■ Set problem A ■
Answer these from the passage on legal proceedings below, marking each answer (i), (ii), (iii) to match its question:
(i) What does the passage say the Chinese litigant still refrains from, viewing it as vulgar?
(ii) For simulating what does the passage credit him with an extraordinary aptitude, and with what object?
(iii) During what do the strong and weak elements in his character stand out in strongest relief?

-- BEGIN Excerpted text --

The side-lights that legal proceedings throw upon the moral and intellectual qualities of the people are inexhaustible in their variety. Under the stress of a burning sense of wrong or dread of disaster, or in the intensity of his anxiety to win a lawsuit on which he has staked his happiness, the Chinese, though he still refrains from what he considers the vulgarity of gesturing, casts to the winds the reserve and ceremonious decorum of speech that on more placid occasions often seem to be part of his personality. He can tell lies with audacity, though his lies indeed are not always rightly so called, and he has the most extraordinary aptitude for simulating strong emotions with the object of enlisting judicial sympathy; but, in spite of these drawbacks, it is during the prosecution of a lawsuit that the strong and weak elements in his character stand out in strongest relief.

-- END Excerpted text --

■ Set problem B ■
Report how many lines of the records contain the string "raft". Give only the number.

-- BEGIN Data section --

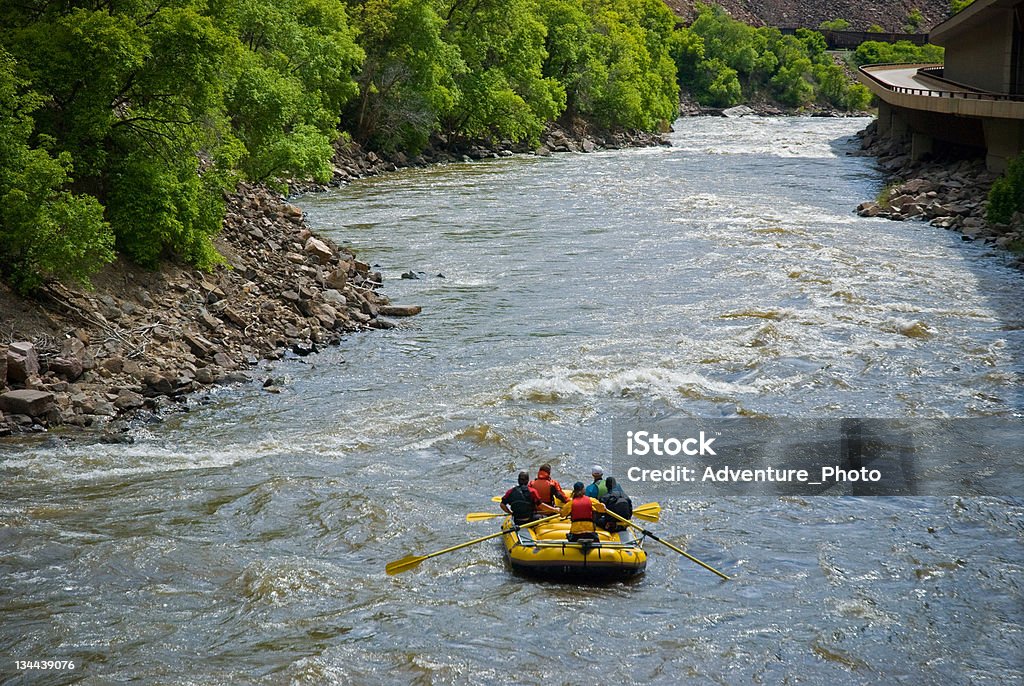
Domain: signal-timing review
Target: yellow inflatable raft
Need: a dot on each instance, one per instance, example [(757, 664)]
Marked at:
[(544, 551)]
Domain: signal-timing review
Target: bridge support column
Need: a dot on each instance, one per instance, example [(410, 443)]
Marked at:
[(921, 144), (1004, 138), (885, 118), (900, 127)]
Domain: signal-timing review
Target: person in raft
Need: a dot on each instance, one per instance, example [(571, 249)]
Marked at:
[(523, 503), (616, 501), (599, 488), (547, 487), (581, 510)]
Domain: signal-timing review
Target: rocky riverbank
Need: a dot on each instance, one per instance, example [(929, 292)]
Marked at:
[(947, 195), (140, 343), (353, 162)]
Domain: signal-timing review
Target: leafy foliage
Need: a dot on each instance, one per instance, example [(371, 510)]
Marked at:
[(723, 61), (45, 231), (123, 122), (1007, 195), (876, 52), (913, 20)]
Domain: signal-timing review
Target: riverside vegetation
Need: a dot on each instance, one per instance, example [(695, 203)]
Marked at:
[(155, 133)]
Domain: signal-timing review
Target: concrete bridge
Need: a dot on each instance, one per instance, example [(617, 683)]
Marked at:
[(975, 100)]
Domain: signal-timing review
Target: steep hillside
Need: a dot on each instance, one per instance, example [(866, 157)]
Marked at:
[(860, 13)]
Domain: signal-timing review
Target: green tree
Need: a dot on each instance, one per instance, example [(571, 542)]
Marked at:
[(877, 52), (45, 230), (913, 22), (503, 91), (408, 78), (1007, 195)]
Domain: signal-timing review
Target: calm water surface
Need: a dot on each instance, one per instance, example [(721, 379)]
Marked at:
[(245, 543)]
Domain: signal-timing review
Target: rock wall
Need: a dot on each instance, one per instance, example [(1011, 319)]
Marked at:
[(947, 194), (860, 13), (140, 342)]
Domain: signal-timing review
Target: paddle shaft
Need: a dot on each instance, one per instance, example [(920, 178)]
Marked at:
[(666, 543), (403, 564), (648, 512)]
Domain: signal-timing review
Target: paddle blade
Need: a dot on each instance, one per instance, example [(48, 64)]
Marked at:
[(480, 516), (404, 564), (648, 512)]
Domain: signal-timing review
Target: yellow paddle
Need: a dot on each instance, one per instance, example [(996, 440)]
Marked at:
[(410, 561), (648, 512), (666, 543)]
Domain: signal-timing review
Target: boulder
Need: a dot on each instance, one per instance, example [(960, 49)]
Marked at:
[(222, 359), (336, 297), (67, 368), (399, 310), (318, 249), (199, 345), (157, 384), (738, 111), (128, 400), (338, 279), (31, 402), (868, 209), (23, 362)]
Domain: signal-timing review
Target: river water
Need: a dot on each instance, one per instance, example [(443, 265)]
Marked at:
[(245, 542)]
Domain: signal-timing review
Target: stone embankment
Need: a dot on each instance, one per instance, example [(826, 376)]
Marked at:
[(140, 342), (352, 162), (947, 195)]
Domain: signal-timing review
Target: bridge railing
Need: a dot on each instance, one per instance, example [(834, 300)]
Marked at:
[(973, 94)]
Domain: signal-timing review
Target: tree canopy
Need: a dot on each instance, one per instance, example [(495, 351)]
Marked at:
[(123, 122)]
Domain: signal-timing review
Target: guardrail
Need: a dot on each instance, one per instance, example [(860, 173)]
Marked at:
[(932, 92)]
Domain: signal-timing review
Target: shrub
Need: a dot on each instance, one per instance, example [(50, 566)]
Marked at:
[(1007, 195)]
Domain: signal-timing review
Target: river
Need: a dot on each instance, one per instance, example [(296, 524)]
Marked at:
[(245, 542)]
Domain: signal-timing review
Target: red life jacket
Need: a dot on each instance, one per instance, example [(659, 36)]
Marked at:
[(583, 509)]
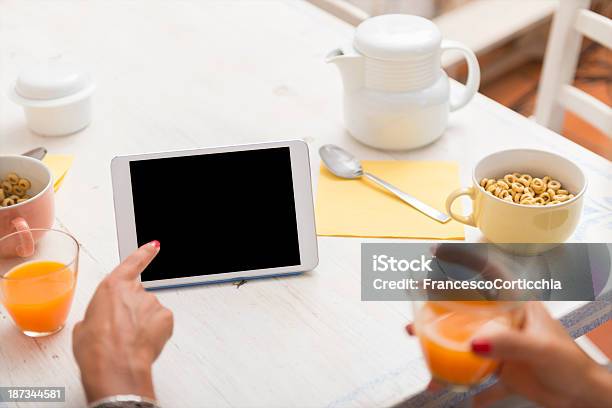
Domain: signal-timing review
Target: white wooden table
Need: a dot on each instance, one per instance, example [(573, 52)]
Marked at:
[(199, 73)]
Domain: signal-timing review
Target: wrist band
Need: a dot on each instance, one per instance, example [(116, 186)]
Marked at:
[(124, 401)]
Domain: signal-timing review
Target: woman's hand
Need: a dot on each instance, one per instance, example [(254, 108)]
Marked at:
[(542, 363), (123, 332)]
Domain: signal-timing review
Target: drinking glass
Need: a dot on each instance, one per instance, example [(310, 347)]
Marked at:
[(37, 289), (446, 329)]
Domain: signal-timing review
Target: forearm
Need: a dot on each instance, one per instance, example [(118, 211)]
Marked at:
[(598, 388), (101, 384)]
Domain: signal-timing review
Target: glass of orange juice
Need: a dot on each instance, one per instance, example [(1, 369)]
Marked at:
[(37, 290), (446, 329)]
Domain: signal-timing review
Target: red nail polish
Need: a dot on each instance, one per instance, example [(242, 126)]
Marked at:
[(481, 346)]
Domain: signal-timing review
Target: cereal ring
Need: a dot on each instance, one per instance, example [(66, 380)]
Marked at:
[(7, 187), (12, 178), (554, 184), (524, 181), (17, 190), (517, 187), (25, 184), (503, 184), (7, 202), (525, 196), (537, 185)]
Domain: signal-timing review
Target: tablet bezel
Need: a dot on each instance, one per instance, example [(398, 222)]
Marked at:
[(302, 189)]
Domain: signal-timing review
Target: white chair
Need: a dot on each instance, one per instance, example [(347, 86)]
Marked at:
[(571, 22)]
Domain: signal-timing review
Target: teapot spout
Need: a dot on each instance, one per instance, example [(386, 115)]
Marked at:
[(350, 64)]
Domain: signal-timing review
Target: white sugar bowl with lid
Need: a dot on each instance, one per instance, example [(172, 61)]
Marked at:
[(396, 94), (56, 97)]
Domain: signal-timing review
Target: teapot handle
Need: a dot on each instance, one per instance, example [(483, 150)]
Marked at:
[(473, 81)]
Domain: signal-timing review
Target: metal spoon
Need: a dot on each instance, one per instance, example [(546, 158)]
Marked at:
[(345, 165), (38, 153)]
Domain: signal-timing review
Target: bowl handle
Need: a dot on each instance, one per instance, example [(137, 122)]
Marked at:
[(26, 247), (464, 219)]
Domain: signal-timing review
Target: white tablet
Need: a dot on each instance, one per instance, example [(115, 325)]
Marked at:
[(220, 214)]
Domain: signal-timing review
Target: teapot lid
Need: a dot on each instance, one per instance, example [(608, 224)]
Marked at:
[(397, 37), (51, 80)]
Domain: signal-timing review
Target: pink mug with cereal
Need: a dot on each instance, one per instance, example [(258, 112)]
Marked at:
[(26, 198), (523, 196)]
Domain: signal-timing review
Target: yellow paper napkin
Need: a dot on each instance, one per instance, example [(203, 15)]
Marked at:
[(59, 165), (360, 208)]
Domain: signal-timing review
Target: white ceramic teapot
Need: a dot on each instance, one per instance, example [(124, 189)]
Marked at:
[(396, 95)]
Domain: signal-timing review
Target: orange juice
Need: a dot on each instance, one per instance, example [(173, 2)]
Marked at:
[(446, 334), (38, 295)]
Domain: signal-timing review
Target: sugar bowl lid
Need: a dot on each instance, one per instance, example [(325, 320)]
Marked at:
[(397, 37), (51, 80)]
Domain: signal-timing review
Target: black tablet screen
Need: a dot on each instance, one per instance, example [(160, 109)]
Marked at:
[(216, 213)]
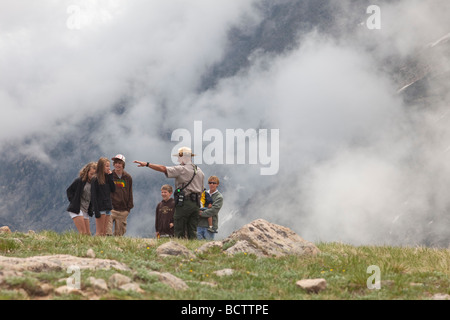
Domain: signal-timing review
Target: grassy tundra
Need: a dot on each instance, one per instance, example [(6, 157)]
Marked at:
[(406, 273)]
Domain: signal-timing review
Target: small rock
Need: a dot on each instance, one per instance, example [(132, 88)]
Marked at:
[(312, 285), (173, 248), (5, 229), (44, 289), (67, 290), (209, 245), (441, 296), (117, 280), (224, 272), (90, 253), (98, 284), (170, 280), (132, 286)]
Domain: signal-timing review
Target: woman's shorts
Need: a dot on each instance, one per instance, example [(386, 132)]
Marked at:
[(81, 214)]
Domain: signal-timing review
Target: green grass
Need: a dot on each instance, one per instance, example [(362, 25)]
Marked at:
[(407, 273)]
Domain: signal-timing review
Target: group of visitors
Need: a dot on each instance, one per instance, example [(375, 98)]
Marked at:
[(108, 195)]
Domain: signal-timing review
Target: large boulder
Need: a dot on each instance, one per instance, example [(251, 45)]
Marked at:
[(268, 239)]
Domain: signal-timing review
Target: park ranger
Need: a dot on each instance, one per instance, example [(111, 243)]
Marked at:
[(189, 180)]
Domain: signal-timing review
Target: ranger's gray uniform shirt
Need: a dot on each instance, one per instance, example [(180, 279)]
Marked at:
[(183, 174)]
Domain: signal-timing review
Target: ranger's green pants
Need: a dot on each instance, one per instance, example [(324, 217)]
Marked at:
[(185, 220)]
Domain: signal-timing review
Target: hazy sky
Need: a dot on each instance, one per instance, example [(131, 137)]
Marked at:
[(354, 165)]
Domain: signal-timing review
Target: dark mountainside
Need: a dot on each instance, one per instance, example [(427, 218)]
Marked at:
[(33, 192)]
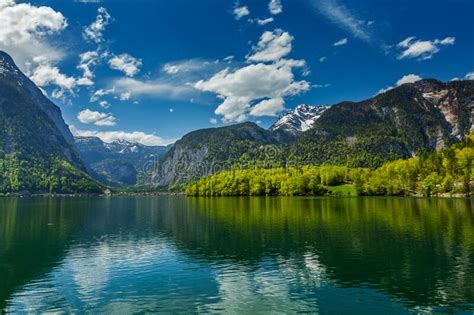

-- END Data section --

■ Expected answer A ■
(i) Gesturing.
(ii) Strong emotions, with the object of enlisting judicial sympathy.
(iii) During the prosecution of a lawsuit.

■ Expected answer B ■
2